• **Passage**
Here are the steps to creating a will:
List all assets: You can start your will by listing all of your assets.
Name all beneficiaries: Think about who you want to provide for and what you want to give them, and list this in your will with the names of your beneficiaries.
Name an executor of the will: Choose someone you trust to carry out your wishes and someone who will remain impartial. You could even hire an attorney for this role.
Gather all documents: The documents you will need for your will include birth certificates, marriage licenses, divorce certificates, property deeds, mortgage documents, a list of bank accounts and other relevant financial details, insurance policies, funeral plans, and contact details for your legal advisors.
Sign your will according to state requirements: Ensure you sign your will according to your state’s requirements. For example, some states will require additional witness signatures, while others may require that you notarize the will.

• **Records**
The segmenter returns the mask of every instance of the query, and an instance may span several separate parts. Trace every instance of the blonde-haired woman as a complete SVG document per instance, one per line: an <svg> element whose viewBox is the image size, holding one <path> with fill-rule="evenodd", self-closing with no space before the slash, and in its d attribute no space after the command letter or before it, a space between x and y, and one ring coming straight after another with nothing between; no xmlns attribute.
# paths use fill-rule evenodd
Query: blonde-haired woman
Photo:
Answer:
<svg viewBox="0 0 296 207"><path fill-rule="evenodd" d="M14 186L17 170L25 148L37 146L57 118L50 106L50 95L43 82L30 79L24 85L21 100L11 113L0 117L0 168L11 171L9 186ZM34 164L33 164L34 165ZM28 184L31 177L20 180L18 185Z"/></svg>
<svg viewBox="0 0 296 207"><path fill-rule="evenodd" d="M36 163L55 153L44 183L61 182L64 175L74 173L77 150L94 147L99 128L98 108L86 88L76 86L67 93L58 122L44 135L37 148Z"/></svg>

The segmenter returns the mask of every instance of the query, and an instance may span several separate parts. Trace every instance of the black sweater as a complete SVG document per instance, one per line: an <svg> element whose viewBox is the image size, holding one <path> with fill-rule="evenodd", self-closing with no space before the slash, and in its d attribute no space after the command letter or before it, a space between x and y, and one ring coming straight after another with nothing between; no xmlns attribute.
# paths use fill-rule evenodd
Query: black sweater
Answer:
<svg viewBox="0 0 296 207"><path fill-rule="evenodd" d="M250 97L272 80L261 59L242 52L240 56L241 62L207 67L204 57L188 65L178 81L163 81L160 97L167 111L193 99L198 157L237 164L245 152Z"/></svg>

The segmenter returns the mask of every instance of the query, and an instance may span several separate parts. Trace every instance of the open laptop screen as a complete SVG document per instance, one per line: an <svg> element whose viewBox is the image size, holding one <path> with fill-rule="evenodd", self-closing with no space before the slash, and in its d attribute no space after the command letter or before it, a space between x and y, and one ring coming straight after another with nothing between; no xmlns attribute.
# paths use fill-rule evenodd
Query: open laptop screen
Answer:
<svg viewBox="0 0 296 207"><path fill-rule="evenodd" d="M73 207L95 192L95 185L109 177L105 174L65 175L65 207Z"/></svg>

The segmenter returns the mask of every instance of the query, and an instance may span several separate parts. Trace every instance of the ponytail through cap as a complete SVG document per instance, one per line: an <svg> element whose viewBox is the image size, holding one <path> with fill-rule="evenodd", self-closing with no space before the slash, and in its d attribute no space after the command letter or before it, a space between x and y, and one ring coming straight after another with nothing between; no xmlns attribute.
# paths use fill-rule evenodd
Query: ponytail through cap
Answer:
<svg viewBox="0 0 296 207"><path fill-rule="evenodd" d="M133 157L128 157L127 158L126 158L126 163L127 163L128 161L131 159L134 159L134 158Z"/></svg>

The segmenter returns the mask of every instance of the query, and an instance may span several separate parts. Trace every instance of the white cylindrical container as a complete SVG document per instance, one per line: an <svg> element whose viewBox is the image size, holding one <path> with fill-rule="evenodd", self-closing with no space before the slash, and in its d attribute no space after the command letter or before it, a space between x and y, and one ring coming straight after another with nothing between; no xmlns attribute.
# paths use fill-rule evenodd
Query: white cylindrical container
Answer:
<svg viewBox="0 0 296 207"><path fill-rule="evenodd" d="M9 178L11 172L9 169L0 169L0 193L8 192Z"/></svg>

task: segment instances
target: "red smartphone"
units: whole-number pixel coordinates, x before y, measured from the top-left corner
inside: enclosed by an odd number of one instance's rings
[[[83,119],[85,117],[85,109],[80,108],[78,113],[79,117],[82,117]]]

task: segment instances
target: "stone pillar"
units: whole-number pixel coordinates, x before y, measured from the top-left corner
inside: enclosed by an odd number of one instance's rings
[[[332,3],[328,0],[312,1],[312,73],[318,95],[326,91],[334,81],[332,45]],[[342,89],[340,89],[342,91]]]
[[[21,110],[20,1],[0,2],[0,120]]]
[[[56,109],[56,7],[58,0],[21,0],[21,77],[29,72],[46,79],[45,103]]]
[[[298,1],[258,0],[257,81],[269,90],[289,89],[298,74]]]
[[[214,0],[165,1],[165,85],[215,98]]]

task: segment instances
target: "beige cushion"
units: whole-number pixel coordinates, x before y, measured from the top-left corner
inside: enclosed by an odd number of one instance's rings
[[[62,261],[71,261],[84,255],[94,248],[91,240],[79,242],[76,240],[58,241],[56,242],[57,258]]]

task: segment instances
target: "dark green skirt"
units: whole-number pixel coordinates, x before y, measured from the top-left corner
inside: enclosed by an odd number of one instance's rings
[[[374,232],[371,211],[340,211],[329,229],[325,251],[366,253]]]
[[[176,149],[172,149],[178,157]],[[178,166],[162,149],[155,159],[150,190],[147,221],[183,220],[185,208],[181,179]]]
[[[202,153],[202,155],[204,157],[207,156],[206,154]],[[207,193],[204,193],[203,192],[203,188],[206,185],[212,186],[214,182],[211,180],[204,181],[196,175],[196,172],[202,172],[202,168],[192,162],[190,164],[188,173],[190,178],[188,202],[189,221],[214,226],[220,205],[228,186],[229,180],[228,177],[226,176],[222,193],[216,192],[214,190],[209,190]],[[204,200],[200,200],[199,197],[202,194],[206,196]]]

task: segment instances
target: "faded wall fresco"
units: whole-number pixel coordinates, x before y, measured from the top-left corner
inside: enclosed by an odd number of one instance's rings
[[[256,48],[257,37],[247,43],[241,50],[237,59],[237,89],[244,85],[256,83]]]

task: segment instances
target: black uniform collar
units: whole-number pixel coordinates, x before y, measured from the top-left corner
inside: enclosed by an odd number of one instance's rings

• **About this exercise**
In the text on creating a will, what kind of person could be hired to act as the executor? The material has no connection to the text on creating a will.

• **Written response**
An attorney.